**Selected excerpt:**
========================================================================

For most of my life, happiness was always “out there” somewhere…
After getting the job, quitting the job, getting the person, quitting the person, going to therapy, getting the accolade, and on and on…
My friend and I have a running joke where we punctuate our future plans -- whether it be a vacation, or moving, or getting ice cream -- with “…and THEN I’ll be happy.”
As if happiness is a final destination.
We know that it’s not. We know it’s right there on the edges of every moment.
We know there is no “and THEN I’ll be happy… forever.”
There will always be the chores of daily life, hard days, challenges, and compounded interest.
Learning how to carry that, and still look for happiness on the edges isn’t easy.
This is a poem about that.
This poem first appeared in Vol 3., Issue 1 of the digital lit mag, “Instant Noodles.”

========================================================================

Image point grounding data:

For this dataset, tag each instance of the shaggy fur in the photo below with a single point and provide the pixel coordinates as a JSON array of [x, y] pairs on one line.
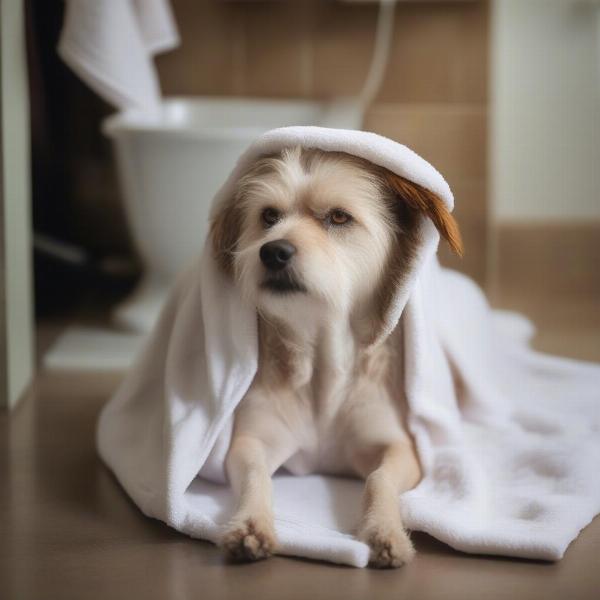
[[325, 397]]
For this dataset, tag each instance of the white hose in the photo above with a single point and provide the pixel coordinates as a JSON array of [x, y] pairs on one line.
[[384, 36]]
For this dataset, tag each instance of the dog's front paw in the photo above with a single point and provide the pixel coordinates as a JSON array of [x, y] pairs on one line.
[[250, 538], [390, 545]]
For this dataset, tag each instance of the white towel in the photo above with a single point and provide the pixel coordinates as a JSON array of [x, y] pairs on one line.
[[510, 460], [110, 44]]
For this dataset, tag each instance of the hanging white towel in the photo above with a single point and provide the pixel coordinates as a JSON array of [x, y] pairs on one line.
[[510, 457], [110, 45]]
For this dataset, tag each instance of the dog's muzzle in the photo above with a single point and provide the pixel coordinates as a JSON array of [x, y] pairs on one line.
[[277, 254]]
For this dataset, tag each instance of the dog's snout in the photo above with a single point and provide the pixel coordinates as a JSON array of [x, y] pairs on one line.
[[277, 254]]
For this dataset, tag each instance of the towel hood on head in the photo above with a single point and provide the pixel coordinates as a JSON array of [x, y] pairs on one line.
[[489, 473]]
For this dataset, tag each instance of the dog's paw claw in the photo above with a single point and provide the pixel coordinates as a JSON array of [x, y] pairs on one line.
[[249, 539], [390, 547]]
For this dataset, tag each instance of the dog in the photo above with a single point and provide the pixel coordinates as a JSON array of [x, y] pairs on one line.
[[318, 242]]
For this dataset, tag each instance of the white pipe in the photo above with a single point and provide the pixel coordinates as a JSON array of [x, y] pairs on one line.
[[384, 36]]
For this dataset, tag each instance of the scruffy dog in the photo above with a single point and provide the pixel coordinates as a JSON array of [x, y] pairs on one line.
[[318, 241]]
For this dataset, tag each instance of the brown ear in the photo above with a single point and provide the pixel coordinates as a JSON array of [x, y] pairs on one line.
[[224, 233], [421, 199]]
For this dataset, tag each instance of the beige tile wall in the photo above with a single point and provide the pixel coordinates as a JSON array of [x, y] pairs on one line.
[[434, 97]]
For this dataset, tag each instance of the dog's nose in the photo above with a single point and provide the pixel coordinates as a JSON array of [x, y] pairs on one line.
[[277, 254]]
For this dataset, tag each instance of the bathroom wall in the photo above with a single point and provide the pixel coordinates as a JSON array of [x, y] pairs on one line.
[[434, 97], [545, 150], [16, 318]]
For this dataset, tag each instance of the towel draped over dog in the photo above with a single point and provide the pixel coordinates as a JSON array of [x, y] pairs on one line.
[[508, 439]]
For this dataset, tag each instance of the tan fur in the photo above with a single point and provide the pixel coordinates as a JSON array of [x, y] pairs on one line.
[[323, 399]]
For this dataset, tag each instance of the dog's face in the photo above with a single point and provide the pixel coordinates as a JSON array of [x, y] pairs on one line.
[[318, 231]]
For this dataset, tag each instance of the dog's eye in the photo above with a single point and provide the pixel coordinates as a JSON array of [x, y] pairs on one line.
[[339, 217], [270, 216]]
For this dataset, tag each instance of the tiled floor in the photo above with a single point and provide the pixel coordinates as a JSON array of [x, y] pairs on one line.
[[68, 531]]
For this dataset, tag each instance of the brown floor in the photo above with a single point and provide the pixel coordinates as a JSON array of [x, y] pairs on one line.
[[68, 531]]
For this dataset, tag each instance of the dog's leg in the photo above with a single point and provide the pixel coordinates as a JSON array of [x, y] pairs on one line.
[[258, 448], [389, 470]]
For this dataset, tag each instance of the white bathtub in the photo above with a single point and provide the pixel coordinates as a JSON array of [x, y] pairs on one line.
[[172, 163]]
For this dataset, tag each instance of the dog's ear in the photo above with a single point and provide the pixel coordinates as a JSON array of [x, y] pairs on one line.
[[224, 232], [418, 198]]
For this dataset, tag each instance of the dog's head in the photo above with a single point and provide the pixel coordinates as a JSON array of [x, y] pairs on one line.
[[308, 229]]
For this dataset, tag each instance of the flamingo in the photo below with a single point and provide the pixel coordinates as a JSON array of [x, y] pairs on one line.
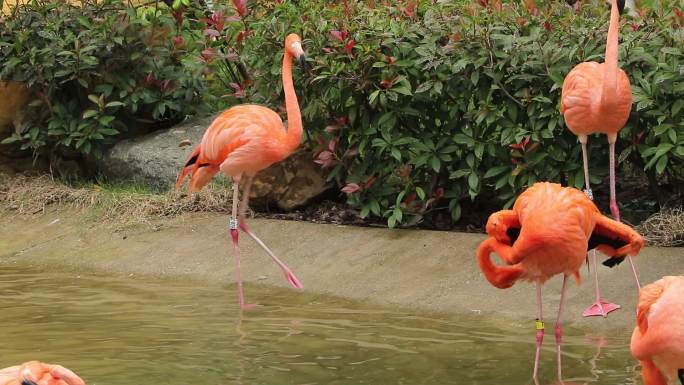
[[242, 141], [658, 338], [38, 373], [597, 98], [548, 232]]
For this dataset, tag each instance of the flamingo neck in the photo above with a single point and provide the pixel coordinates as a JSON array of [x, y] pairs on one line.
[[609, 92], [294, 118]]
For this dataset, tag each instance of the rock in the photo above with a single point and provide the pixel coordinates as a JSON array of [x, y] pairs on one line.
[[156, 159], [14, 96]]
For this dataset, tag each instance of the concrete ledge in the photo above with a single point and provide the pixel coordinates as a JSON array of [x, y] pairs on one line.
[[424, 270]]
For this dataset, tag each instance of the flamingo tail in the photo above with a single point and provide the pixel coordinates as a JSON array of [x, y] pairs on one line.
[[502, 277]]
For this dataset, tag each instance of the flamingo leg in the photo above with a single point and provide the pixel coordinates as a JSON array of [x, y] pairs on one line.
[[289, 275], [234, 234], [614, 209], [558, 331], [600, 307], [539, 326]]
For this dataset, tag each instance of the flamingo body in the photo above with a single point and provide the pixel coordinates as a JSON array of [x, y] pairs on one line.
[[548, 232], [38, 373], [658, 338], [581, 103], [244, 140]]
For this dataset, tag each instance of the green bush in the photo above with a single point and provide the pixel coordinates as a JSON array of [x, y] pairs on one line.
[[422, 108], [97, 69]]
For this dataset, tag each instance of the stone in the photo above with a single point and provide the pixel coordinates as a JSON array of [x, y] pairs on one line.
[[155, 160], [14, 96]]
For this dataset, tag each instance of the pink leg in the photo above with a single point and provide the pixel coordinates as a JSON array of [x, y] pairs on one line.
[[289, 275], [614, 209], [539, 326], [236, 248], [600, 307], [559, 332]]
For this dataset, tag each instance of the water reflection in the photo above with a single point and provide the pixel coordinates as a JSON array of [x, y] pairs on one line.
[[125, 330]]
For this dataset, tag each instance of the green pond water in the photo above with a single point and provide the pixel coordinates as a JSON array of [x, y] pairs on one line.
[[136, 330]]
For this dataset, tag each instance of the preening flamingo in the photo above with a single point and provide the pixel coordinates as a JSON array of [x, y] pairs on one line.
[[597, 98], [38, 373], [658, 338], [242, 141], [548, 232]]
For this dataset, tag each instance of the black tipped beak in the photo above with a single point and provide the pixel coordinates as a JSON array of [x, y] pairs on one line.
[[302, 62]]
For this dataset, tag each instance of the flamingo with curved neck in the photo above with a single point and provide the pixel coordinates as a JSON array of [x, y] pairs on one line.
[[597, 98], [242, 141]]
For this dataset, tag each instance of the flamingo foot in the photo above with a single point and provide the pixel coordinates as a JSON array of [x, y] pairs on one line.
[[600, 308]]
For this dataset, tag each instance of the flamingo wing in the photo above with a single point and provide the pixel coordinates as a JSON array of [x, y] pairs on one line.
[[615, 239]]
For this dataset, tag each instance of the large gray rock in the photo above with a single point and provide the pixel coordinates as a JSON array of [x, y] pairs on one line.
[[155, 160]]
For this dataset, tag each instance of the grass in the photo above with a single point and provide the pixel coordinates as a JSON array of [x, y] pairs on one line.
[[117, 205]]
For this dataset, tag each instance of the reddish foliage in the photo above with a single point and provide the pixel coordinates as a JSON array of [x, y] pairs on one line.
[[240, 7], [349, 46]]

========================================================================

**Task to carry out:**
Quote the passage of the happiness note word for word, starting with "For most of" and going on through "a final destination.".

**Answer for this exercise:**
For most of my life, happiness was always “out there” somewhere…
After getting the job, quitting the job, getting the person, quitting the person, going to therapy, getting the accolade, and on and on…
My friend and I have a running joke where we punctuate our future plans -- whether it be a vacation, or moving, or getting ice cream -- with “…and THEN I’ll be happy.”
As if happiness is a final destination.